> Work item:
From the first line to the last, give the records again exactly.

> Extracted information:
•••••
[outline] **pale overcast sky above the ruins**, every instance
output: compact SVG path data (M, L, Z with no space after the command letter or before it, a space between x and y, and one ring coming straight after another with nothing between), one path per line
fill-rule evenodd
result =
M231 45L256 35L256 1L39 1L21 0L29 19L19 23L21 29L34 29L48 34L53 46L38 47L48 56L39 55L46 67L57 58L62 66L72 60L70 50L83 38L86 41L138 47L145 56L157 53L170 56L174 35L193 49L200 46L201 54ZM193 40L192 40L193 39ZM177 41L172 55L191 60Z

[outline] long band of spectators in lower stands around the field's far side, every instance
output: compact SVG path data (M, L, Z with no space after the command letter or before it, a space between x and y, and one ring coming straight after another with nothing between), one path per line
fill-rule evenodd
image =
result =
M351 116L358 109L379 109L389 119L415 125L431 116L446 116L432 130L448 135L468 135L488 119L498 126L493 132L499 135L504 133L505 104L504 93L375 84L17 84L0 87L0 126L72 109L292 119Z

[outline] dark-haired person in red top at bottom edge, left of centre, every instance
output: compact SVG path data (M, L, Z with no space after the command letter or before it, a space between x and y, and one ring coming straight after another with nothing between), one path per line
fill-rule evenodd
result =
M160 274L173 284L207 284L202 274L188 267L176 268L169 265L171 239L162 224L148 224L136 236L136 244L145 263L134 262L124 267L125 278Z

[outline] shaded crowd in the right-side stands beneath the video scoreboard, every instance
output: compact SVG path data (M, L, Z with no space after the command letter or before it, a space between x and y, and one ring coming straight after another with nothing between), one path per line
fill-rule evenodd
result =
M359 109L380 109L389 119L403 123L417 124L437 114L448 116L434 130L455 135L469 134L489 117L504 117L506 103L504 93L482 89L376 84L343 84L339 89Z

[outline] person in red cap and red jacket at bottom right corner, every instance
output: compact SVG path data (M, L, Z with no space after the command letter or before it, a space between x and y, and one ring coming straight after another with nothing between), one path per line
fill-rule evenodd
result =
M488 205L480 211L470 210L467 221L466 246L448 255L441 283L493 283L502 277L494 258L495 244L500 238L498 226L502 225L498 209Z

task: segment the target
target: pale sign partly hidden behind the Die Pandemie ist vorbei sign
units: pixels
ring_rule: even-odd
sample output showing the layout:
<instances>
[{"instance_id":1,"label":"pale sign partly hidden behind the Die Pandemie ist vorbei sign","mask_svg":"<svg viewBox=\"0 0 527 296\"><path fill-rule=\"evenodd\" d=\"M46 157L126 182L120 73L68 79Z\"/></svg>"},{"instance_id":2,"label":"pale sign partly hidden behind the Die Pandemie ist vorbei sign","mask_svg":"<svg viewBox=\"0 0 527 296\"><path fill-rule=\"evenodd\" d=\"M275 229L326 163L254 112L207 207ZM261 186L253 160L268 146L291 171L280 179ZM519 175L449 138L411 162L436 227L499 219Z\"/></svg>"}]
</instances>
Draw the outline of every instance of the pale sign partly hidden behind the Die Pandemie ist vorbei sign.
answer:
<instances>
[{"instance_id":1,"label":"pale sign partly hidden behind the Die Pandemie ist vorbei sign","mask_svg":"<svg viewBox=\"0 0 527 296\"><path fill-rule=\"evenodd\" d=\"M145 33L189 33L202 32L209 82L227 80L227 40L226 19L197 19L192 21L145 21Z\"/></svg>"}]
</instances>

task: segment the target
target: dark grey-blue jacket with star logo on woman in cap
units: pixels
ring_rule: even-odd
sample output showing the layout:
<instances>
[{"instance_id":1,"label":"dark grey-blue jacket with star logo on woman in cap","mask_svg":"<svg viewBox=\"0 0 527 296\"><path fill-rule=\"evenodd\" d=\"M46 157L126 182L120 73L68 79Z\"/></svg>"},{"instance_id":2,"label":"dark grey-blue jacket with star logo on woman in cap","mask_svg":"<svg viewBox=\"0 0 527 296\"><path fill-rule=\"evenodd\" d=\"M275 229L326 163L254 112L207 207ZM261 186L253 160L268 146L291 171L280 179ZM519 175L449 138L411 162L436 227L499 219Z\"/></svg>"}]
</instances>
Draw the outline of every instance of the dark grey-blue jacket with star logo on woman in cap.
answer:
•••••
> Answer to this problem:
[outline] **pale overcast sky above the ruins**, every instance
output: compact SVG path data (M, L, Z with no space after the command letter or before it, a space between x and y, and one ring coming straight after another with nothing between), one path per line
fill-rule evenodd
result =
M231 45L256 35L256 1L39 1L21 0L29 19L19 23L21 29L34 29L48 34L53 46L38 47L48 56L39 55L46 67L57 58L62 66L72 60L70 50L83 38L86 41L138 47L145 56L157 53L170 56L174 35L193 49L200 46L201 54ZM193 40L192 40L193 39ZM177 41L172 55L191 60Z

[outline] long band of spectators in lower stands around the field's far side, every instance
output: compact SVG path data (M, L, Z with no space after the command letter or before it, a space between x and y, and one ring coming straight after another with nothing between), one path per line
fill-rule evenodd
image =
result =
M351 116L358 109L379 109L389 119L415 125L431 116L446 116L432 130L448 135L468 135L488 119L498 126L493 132L499 135L504 133L505 104L504 93L375 84L17 84L0 87L0 126L72 109L292 119Z

[outline] dark-haired person in red top at bottom edge, left of centre, every instance
output: compact SVG path data (M, L, Z with no space after the command letter or before it, a space between x and y, and one ring coming straight after another with nothing between), one path per line
fill-rule evenodd
result =
M160 274L173 284L207 284L202 274L188 267L176 268L169 265L171 239L162 224L148 224L136 236L136 244L145 263L134 262L124 267L125 278Z

[outline] shaded crowd in the right-side stands beneath the video scoreboard, every instance
output: compact SVG path data (M, L, Z with no space after the command letter or before it, a space between x and y, and one ring coming straight after another with nothing between), one path per line
fill-rule evenodd
result =
M359 109L380 109L389 119L403 123L417 124L437 114L448 116L434 130L455 135L469 134L489 117L504 117L506 103L504 93L482 89L376 84L343 84L339 89Z

[outline] person in red cap and red jacket at bottom right corner, every instance
output: compact SVG path data (M, L, Z with no space after the command letter or before it, a space between x and y, and one ring coming straight after another with nothing between), one path per line
fill-rule evenodd
result =
M488 205L480 211L470 210L467 221L466 246L448 255L441 283L493 283L502 277L494 258L495 244L500 238L498 226L502 225L498 209Z

task: segment the target
target: pale sign partly hidden behind the Die Pandemie ist vorbei sign
units: pixels
ring_rule: even-odd
sample output showing the layout:
<instances>
[{"instance_id":1,"label":"pale sign partly hidden behind the Die Pandemie ist vorbei sign","mask_svg":"<svg viewBox=\"0 0 527 296\"><path fill-rule=\"evenodd\" d=\"M46 157L126 182L120 73L68 79Z\"/></svg>"},{"instance_id":2,"label":"pale sign partly hidden behind the Die Pandemie ist vorbei sign","mask_svg":"<svg viewBox=\"0 0 527 296\"><path fill-rule=\"evenodd\" d=\"M275 229L326 163L254 112L207 207ZM261 186L253 160L268 146L291 171L280 179ZM519 175L449 138L411 162L436 227L499 219Z\"/></svg>"}]
</instances>
Draw the outline of every instance of the pale sign partly hidden behind the Die Pandemie ist vorbei sign.
answer:
<instances>
[{"instance_id":1,"label":"pale sign partly hidden behind the Die Pandemie ist vorbei sign","mask_svg":"<svg viewBox=\"0 0 527 296\"><path fill-rule=\"evenodd\" d=\"M145 33L189 33L202 32L209 82L227 80L227 40L226 19L197 19L192 21L145 21Z\"/></svg>"}]
</instances>

task: segment the target
target: dark grey-blue jacket with star logo on woman in cap
units: pixels
ring_rule: even-odd
sample output showing the layout:
<instances>
[{"instance_id":1,"label":"dark grey-blue jacket with star logo on woman in cap","mask_svg":"<svg viewBox=\"0 0 527 296\"><path fill-rule=\"evenodd\" d=\"M46 157L126 182L120 73L68 79Z\"/></svg>"},{"instance_id":2,"label":"dark grey-blue jacket with star logo on woman in cap","mask_svg":"<svg viewBox=\"0 0 527 296\"><path fill-rule=\"evenodd\" d=\"M275 229L326 163L254 112L207 207ZM261 186L253 160L268 146L291 171L280 179ZM519 175L449 138L411 162L436 227L499 219Z\"/></svg>"}]
</instances>
Draw the outline of every instance of the dark grey-blue jacket with star logo on woman in cap.
answer:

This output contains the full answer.